** Available data follows **

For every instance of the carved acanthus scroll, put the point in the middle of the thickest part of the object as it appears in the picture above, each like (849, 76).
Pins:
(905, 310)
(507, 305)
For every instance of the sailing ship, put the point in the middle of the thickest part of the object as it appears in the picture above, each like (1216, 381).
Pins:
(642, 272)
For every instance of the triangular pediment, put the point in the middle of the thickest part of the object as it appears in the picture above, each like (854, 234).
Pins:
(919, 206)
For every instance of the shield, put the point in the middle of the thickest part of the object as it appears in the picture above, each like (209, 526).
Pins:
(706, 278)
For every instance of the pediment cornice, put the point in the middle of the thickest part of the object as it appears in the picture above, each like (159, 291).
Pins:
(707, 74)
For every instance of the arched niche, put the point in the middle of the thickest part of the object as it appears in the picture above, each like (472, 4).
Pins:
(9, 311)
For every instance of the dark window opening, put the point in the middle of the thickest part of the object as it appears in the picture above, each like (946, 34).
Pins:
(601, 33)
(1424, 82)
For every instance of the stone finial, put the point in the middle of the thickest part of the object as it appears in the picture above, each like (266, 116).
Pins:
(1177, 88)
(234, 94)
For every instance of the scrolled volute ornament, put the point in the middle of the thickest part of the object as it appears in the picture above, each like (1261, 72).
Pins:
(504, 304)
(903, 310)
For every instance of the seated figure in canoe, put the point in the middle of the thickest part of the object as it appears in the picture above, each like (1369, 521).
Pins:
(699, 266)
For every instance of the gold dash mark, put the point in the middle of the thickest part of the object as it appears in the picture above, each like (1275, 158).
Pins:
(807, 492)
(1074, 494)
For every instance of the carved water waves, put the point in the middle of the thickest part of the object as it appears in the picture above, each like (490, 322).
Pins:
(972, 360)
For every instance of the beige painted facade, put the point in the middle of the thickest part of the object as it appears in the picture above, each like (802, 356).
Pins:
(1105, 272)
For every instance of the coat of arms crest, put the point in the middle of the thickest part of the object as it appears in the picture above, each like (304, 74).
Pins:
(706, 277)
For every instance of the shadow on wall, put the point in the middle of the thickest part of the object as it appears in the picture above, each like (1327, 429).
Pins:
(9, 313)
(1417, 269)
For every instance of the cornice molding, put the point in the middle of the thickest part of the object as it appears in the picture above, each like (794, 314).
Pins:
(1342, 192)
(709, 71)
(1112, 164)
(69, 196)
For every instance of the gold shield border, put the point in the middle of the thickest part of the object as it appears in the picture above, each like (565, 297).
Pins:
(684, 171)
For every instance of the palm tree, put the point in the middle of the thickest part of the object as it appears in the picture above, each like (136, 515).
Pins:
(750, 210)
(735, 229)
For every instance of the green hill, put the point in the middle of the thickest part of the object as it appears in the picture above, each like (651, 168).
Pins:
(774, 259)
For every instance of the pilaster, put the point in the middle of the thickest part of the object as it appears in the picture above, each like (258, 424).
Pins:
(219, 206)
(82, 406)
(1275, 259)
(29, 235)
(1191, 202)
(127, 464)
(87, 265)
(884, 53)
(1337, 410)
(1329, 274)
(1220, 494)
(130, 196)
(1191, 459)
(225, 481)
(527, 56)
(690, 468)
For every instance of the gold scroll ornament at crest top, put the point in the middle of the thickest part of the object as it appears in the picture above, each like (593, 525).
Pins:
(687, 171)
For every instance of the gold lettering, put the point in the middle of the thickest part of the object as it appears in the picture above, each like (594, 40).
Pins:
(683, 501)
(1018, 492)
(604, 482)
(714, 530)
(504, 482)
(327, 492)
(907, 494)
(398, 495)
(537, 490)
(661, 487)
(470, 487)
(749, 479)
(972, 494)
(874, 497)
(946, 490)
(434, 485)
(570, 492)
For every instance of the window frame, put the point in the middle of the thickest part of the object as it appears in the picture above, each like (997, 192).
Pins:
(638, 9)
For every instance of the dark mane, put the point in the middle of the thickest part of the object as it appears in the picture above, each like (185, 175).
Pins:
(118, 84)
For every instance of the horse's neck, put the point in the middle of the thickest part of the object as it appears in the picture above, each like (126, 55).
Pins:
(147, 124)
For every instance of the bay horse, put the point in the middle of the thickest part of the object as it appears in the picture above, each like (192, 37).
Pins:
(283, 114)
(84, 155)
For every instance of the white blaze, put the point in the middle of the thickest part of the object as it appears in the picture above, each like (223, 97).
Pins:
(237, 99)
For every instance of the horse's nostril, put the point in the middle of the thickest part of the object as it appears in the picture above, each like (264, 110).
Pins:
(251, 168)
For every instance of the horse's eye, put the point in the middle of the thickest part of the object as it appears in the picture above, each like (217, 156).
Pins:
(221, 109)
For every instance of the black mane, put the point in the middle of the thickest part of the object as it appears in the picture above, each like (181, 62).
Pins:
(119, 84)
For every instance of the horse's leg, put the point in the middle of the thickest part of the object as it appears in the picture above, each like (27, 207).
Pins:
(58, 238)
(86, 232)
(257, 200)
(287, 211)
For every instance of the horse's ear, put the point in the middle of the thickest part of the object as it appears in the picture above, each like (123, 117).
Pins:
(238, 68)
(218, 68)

** End of Available data **

What is expected: State the number of lines in the records that contain the string "ornament". Nothing else is needed.

The completed task: 2